SELECTED EXTRACT:
=======

I remember waking up being excited. It felt different than all those other times I tried losing weight. I didn't know where it would lead though. All I know is that I was done. Done with being the person I knew wasn't me. I was tired of wearing all black & hoping to blend in. Tired of hiding and eating. Tired of doing everything for everyone else and nothing for myself. Just tired. I also held out hope that I could change.....and this day was it damn it. (Like I hadn't said that a million times before but I wanted to give it one honest try)
I had a sheet of paper with food from the Weight Watcher's Core list. This part was a little bit of an extreme but I totally cleaned out my pantry and fridge then I went grocery shopping. I wanted everything out of my house that I would be tempted with. Good-bye hidden Little Debbie cakes! (I had them literally hidden in places) Good-bye chips! Good-bye Blue Bell ice cream that I would eat out of the container! Helloooooo fruits and veggies! Yeah, it was a bit restricted at first but I'm a binge eater.....if it's in the house and I'm stressed then it's fair game. (Not saying that this needs to be done but I was/am an emotional binge eater.....that means I went straight for the junk and the hidden Little Debbies)

=======

PROBLEMS TO WORK ON:
#1 According to the weight-loss account, where did the food on the writer's sheet of paper come from?
#2 Decide whether each statement agrees with the weight-loss account, answering yes or no and quoting the words that settle it: (a) The writer got rid of the chips. (b) The writer kept the Blue Bell ice cream. (c) The writer used to wear bright colors to stand out.
#3 Pick up the weight-loss account after its last sentence and keep writing it.
The rows are separate material, unrelated to the weight-loss account.

MATERIAL SUPPLIED:
=======

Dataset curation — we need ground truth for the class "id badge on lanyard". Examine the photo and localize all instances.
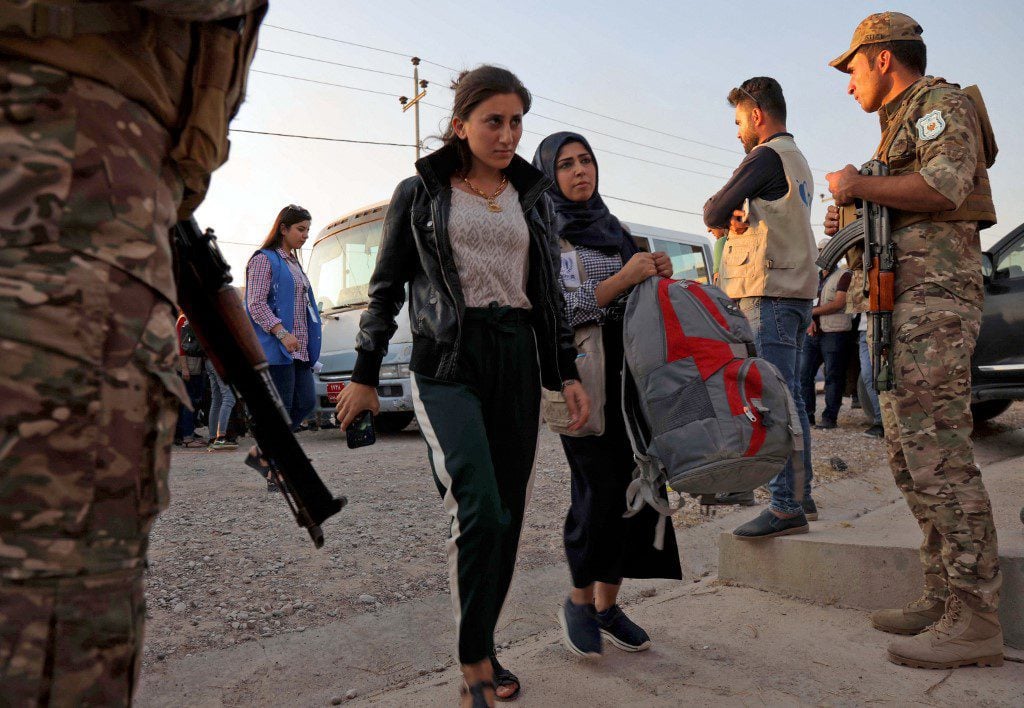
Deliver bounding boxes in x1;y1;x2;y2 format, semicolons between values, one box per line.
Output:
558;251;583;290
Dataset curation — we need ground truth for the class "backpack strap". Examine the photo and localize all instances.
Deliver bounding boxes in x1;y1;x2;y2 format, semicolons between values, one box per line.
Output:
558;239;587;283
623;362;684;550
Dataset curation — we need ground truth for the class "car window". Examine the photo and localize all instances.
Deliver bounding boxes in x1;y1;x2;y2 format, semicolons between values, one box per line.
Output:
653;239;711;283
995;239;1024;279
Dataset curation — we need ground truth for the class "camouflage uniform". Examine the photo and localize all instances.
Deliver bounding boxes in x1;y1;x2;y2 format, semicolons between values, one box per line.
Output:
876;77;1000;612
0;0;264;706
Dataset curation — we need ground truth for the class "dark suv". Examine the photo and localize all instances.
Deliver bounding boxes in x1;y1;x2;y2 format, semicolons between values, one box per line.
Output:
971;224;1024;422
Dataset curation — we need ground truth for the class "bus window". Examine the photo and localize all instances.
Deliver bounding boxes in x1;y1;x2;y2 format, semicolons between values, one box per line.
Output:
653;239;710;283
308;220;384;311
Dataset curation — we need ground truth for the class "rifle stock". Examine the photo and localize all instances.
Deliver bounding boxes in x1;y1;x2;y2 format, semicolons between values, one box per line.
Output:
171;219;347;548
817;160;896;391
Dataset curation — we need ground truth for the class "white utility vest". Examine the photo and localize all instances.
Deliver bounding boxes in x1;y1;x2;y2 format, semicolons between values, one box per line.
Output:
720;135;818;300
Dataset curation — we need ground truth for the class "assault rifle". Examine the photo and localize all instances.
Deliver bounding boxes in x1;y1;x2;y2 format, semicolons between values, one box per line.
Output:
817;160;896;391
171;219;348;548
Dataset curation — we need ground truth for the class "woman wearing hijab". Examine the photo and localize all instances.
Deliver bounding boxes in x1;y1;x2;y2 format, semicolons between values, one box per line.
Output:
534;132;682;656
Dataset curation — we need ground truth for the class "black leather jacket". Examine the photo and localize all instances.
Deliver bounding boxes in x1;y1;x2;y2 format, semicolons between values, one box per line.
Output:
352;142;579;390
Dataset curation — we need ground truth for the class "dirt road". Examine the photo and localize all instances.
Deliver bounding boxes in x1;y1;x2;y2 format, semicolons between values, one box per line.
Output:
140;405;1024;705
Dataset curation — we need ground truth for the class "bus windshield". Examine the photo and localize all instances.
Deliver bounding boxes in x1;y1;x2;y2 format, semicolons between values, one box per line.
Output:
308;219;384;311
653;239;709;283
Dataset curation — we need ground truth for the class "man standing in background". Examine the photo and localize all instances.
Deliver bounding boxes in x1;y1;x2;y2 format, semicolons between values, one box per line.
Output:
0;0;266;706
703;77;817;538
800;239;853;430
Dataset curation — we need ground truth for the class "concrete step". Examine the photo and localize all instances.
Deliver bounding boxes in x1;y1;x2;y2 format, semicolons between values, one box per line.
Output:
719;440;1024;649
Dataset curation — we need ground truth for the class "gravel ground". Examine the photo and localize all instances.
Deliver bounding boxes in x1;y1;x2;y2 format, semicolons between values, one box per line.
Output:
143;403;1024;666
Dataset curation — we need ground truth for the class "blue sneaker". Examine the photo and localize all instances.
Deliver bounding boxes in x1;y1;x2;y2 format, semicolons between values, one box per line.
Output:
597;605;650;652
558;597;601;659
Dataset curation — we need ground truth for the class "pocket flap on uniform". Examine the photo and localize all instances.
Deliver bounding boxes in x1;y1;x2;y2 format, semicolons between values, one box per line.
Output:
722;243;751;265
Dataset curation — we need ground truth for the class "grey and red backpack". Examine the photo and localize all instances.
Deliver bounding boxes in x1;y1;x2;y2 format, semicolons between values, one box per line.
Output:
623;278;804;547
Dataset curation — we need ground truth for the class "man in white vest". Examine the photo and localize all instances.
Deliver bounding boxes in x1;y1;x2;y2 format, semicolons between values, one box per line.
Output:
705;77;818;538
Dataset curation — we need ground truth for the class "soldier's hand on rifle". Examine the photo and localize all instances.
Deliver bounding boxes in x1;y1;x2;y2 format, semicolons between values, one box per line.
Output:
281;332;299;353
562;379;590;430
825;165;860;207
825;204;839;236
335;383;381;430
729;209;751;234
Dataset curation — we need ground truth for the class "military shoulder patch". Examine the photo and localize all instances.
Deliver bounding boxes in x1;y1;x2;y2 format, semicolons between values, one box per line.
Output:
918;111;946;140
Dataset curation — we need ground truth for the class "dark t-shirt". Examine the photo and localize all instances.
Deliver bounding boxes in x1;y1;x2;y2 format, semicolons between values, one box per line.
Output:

=======

ANSWER SET:
#1 The Weight Watcher's Core list.

#2
(a) Yes: "Good-bye chips!"
(b) No: "Good-bye Blue Bell ice cream that I would eat out of the container!"
(c) No: "I was tired of wearing all black & hoping to blend in."

#3
I sat down and talked to my husband. Explained how I felt and the plan I thought about. Luckily he supports me with anything I want to do and he also wanted to eat healthy for himself.
Then I got a notebook and wrote about my feelings, some of my dreams and my frustrations. I wrote a lot in notebooks. It can be very therapeutic.
It doesn't seem like much and it isn't (or it might sound like a lot to you). But I kept this up, learned a lot about myself a long the way, and sometimes had to roll with no plan in place. I tweaked things, added in exercise about 6 months later, and worked on my emotional well-being everyday.
My advice for those wanting to start? Just do it when you are ready. It has to be something you want. Then just do what you can.